_Action item_.
Each entry below is to be copied verbatim.

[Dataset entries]
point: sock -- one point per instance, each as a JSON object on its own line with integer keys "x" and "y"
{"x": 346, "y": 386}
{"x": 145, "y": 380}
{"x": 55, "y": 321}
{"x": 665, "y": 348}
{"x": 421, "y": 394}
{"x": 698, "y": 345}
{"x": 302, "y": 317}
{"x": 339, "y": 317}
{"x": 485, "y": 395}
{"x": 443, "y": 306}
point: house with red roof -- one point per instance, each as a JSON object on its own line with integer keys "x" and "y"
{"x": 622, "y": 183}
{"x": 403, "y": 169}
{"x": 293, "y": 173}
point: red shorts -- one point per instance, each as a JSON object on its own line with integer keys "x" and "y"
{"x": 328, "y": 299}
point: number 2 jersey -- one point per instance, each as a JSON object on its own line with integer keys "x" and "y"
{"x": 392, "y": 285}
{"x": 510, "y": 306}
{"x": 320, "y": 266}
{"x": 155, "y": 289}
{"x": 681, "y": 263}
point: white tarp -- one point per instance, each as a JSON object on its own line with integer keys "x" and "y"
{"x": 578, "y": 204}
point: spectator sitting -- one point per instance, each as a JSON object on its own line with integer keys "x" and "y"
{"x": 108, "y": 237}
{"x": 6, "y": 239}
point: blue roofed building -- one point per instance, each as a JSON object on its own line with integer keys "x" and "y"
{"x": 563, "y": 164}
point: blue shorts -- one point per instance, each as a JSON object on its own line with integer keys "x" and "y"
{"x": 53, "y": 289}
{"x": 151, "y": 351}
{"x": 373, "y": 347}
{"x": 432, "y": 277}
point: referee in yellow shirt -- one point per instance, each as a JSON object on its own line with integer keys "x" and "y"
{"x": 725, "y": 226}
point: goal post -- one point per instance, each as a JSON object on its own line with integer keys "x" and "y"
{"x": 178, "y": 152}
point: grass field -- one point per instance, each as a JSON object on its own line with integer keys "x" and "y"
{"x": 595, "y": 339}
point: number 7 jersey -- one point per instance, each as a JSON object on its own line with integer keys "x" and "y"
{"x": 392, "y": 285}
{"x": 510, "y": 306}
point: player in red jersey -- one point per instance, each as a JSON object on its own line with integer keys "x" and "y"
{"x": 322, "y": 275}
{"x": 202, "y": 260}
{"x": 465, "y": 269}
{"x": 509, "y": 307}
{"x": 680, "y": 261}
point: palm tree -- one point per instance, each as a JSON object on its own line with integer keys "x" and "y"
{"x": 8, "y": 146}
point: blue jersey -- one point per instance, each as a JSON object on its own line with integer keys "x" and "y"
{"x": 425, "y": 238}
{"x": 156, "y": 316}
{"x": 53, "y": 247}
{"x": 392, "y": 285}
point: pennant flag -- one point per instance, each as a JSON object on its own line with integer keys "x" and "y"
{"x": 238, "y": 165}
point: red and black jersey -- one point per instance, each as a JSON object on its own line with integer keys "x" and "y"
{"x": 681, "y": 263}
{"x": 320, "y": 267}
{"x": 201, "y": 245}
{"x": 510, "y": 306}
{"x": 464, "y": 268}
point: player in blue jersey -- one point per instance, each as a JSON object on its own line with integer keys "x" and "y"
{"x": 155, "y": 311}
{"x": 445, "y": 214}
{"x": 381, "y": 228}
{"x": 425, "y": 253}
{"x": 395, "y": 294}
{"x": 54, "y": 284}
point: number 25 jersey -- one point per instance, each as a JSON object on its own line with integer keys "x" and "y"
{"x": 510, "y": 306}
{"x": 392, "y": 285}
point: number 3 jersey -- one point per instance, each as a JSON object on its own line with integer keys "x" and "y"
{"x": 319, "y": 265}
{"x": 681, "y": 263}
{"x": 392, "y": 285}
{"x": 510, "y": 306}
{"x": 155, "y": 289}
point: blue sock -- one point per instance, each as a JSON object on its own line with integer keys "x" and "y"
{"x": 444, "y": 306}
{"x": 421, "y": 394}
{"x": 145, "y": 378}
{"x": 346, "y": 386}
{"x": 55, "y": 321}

_Written solution_.
point: sock -- one point per instance, each as a JSON object on its own line with integer keys "x" and "y"
{"x": 346, "y": 386}
{"x": 145, "y": 380}
{"x": 55, "y": 321}
{"x": 665, "y": 348}
{"x": 421, "y": 394}
{"x": 698, "y": 345}
{"x": 302, "y": 317}
{"x": 339, "y": 317}
{"x": 485, "y": 395}
{"x": 443, "y": 306}
point: house with red roof -- one point per instance, each as a JSON object on its own line with integer keys "x" and "y"
{"x": 622, "y": 183}
{"x": 403, "y": 169}
{"x": 293, "y": 173}
point: red shorts -- one point per instance, each as a JSON object on its own line with integer keys "x" and "y"
{"x": 328, "y": 299}
point: number 2 jersey -- one point per instance, each as a JSON object on its own line with integer keys "x" and "y"
{"x": 392, "y": 285}
{"x": 510, "y": 306}
{"x": 320, "y": 266}
{"x": 155, "y": 289}
{"x": 681, "y": 263}
point: white tarp -- one point per instance, each as a JSON object on its own line with integer keys "x" and "y"
{"x": 578, "y": 204}
point: spectator sitting -- one point per instance, each as a JSON object on its own line with integer keys "x" and "y"
{"x": 108, "y": 237}
{"x": 6, "y": 239}
point: blue roofed building -- one point per instance, each as a JSON object on its own line with integer keys "x" and "y"
{"x": 563, "y": 164}
point: blue shorts -- one point per instance, each as a JSON object on its own line with integer keys "x" and "y"
{"x": 53, "y": 289}
{"x": 151, "y": 351}
{"x": 373, "y": 347}
{"x": 432, "y": 277}
point: referee in yellow shirt -- one point per instance, each as a JSON object on its own line with integer keys "x" and "y"
{"x": 725, "y": 226}
point: goal post -- one point per instance, each as a JSON object on its own line with integer keys "x" and "y"
{"x": 178, "y": 152}
point: grass field -- one point per instance, each as a JSON object on its own line with integer keys "x" and "y"
{"x": 595, "y": 339}
point: number 7 jersey -- one point per instance, each as a JSON object on its own line with integer keys "x" and "y"
{"x": 392, "y": 285}
{"x": 510, "y": 306}
point: player in red jersey -- one point per instance, each as a JSON object on its own line with integer keys "x" and "y"
{"x": 322, "y": 275}
{"x": 202, "y": 260}
{"x": 465, "y": 269}
{"x": 509, "y": 307}
{"x": 680, "y": 261}
point: palm tree -- one point per instance, each as a JSON object on its own line with integer keys "x" and "y"
{"x": 8, "y": 146}
point: blue jersey -- one point per instance, each as a JSON object on its own line with integer keys "x" and "y"
{"x": 425, "y": 238}
{"x": 156, "y": 316}
{"x": 53, "y": 247}
{"x": 392, "y": 285}
point: pennant flag -- one point per instance, each as a JSON object on its own line with integer keys "x" and "y"
{"x": 238, "y": 165}
point: red and black jersey -- one point per instance, each as a JSON object on its own line with integer keys "x" and "y"
{"x": 681, "y": 263}
{"x": 320, "y": 267}
{"x": 201, "y": 245}
{"x": 510, "y": 306}
{"x": 464, "y": 268}
point: player in blue jersey -- one point per instance, each as a JSON object on its own line with integer keys "x" and "y"
{"x": 155, "y": 311}
{"x": 445, "y": 214}
{"x": 381, "y": 228}
{"x": 425, "y": 253}
{"x": 395, "y": 294}
{"x": 54, "y": 284}
point: number 25 jersey -- one point per instance, each as a JSON object on its own line with integer keys "x" and "y"
{"x": 510, "y": 306}
{"x": 392, "y": 285}
point: number 3 jersey -- one point per instance, each as a JSON object on its own line with integer keys "x" and "y"
{"x": 319, "y": 265}
{"x": 681, "y": 263}
{"x": 392, "y": 285}
{"x": 510, "y": 306}
{"x": 155, "y": 289}
point: blue sock -- one point per instance, each as a JSON object on its own line with integer keys "x" and "y"
{"x": 444, "y": 306}
{"x": 421, "y": 394}
{"x": 145, "y": 378}
{"x": 346, "y": 386}
{"x": 55, "y": 321}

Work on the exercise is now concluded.